* **Your instructions**:
An exact reproduction of every record is required.
####################
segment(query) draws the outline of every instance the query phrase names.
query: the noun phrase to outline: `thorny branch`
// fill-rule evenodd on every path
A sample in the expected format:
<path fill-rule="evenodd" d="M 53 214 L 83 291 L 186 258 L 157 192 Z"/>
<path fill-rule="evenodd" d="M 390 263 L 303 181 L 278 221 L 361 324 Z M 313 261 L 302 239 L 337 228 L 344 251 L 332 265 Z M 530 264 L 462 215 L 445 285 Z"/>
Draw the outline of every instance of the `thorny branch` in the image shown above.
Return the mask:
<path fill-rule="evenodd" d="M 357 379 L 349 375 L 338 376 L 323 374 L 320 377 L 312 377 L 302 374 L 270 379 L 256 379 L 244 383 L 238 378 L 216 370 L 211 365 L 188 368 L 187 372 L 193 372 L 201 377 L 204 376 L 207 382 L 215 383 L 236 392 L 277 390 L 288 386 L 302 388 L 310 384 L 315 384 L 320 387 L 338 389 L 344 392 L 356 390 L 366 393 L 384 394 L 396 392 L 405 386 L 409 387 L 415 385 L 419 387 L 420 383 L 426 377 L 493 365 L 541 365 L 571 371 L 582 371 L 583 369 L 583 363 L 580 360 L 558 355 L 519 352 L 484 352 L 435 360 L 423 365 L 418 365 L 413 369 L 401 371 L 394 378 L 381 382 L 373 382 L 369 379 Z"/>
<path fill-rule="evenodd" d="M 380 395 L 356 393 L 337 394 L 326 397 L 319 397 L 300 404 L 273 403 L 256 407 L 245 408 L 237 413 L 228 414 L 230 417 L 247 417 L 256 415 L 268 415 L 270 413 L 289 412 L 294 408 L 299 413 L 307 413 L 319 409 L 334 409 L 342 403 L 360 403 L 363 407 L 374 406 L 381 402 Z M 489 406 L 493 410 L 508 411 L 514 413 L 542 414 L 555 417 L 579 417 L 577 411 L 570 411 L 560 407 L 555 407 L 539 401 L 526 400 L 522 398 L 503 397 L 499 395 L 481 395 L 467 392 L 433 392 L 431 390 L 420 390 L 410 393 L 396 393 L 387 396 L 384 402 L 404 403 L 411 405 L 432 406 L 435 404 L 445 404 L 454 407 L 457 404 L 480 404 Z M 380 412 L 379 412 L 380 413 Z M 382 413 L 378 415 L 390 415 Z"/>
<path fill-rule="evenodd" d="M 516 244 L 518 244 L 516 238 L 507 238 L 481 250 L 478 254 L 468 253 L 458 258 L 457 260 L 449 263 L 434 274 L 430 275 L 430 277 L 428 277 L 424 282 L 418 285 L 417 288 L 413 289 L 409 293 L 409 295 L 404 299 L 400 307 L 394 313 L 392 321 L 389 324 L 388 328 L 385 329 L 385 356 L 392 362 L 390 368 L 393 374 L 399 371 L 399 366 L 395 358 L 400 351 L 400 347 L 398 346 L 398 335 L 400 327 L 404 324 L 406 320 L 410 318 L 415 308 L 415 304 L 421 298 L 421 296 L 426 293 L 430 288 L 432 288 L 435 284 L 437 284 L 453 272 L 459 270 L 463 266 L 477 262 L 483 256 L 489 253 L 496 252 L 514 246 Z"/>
####################
* **Exercise answer**:
segment(query) draws the outline of every instance the query phrase names.
query: the noun phrase to outline: `thorny branch`
// fill-rule evenodd on every path
A sample in the expected format:
<path fill-rule="evenodd" d="M 53 214 L 83 291 L 186 258 L 157 192 Z"/>
<path fill-rule="evenodd" d="M 390 263 L 303 181 L 278 221 L 361 324 Z M 313 261 L 302 239 L 337 228 L 344 251 L 332 265 Z M 530 264 L 462 215 L 445 285 Z"/>
Draw the outline of every instance of the `thorny branch` in the image shown above.
Return the mask:
<path fill-rule="evenodd" d="M 357 379 L 349 375 L 338 376 L 323 374 L 320 377 L 312 377 L 302 374 L 270 379 L 256 379 L 244 383 L 238 378 L 216 370 L 211 365 L 188 368 L 187 372 L 193 372 L 201 377 L 204 376 L 207 382 L 215 383 L 236 392 L 277 390 L 288 386 L 302 388 L 310 384 L 315 384 L 320 387 L 338 389 L 344 392 L 356 390 L 366 393 L 384 394 L 396 392 L 405 386 L 409 387 L 415 385 L 419 387 L 420 383 L 426 377 L 493 365 L 541 365 L 571 371 L 582 371 L 583 369 L 583 363 L 580 360 L 558 355 L 519 352 L 484 352 L 435 360 L 423 365 L 418 365 L 413 369 L 401 371 L 394 378 L 381 382 L 373 382 L 369 379 Z"/>
<path fill-rule="evenodd" d="M 380 395 L 356 393 L 337 394 L 326 397 L 319 397 L 300 404 L 273 403 L 256 407 L 245 408 L 237 413 L 228 414 L 230 417 L 247 417 L 256 415 L 268 415 L 270 413 L 289 412 L 294 408 L 299 413 L 307 413 L 319 409 L 334 409 L 342 403 L 360 403 L 363 407 L 374 406 L 381 402 Z M 489 406 L 493 410 L 508 411 L 514 413 L 542 414 L 555 417 L 579 417 L 577 411 L 570 411 L 560 407 L 555 407 L 539 401 L 526 400 L 522 398 L 503 397 L 499 395 L 481 395 L 467 392 L 433 392 L 431 390 L 420 390 L 410 393 L 396 393 L 387 396 L 384 402 L 404 403 L 411 405 L 432 406 L 435 404 L 445 404 L 454 407 L 457 404 L 480 404 Z M 380 412 L 379 412 L 380 413 Z M 382 413 L 378 415 L 390 415 Z"/>
<path fill-rule="evenodd" d="M 516 244 L 518 244 L 516 238 L 507 238 L 481 250 L 478 254 L 468 253 L 458 258 L 457 260 L 449 263 L 434 274 L 430 275 L 430 277 L 428 277 L 424 282 L 418 285 L 417 288 L 413 289 L 409 293 L 409 295 L 404 299 L 400 307 L 394 313 L 392 321 L 389 324 L 388 328 L 385 329 L 385 356 L 392 362 L 390 368 L 393 374 L 399 371 L 399 366 L 395 358 L 400 351 L 400 347 L 398 346 L 398 335 L 400 327 L 404 324 L 406 320 L 410 318 L 415 308 L 415 304 L 421 298 L 421 296 L 426 293 L 430 288 L 432 288 L 435 284 L 437 284 L 453 272 L 459 270 L 463 266 L 477 262 L 483 256 L 489 253 L 496 252 L 514 246 Z"/>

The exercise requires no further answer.